* _HOW TO COMPLETE THIS TASK_:
Of the lines below, report only those that contain "player".

++++++

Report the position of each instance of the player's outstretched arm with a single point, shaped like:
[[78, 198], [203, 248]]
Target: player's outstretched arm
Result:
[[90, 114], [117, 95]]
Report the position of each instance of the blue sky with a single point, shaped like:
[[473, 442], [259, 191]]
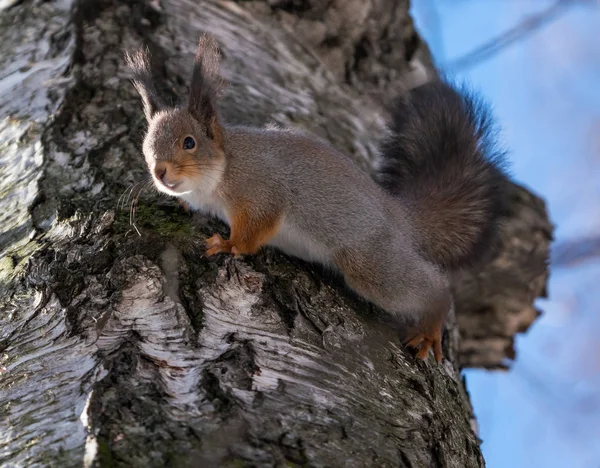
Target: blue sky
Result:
[[545, 90]]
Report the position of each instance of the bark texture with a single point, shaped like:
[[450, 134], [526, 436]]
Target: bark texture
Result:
[[121, 344]]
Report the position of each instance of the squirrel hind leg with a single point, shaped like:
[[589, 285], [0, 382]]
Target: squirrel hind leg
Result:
[[425, 342]]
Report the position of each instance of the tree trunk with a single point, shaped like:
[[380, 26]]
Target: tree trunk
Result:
[[121, 344]]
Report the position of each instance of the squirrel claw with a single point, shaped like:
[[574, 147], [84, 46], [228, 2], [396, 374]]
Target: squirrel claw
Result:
[[216, 244]]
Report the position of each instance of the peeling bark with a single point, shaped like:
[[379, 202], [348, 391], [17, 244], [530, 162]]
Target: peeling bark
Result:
[[122, 344]]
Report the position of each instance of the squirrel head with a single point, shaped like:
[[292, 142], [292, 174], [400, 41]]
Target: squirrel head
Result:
[[183, 146]]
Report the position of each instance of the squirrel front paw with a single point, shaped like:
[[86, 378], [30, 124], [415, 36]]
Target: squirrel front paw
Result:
[[216, 244]]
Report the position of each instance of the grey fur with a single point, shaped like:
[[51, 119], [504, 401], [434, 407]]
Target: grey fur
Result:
[[333, 212]]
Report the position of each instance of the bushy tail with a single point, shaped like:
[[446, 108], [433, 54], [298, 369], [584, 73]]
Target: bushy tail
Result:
[[442, 161]]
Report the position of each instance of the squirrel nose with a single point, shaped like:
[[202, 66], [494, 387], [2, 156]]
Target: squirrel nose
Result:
[[160, 171]]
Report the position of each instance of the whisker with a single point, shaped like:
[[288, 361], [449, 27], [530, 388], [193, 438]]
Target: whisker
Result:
[[131, 191], [122, 197], [134, 201]]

++++++

* _EXERCISE SOLUTION_:
Report the position of each instance of the player's outstretched arm with a single point, shaped like:
Target: player's outstretched arm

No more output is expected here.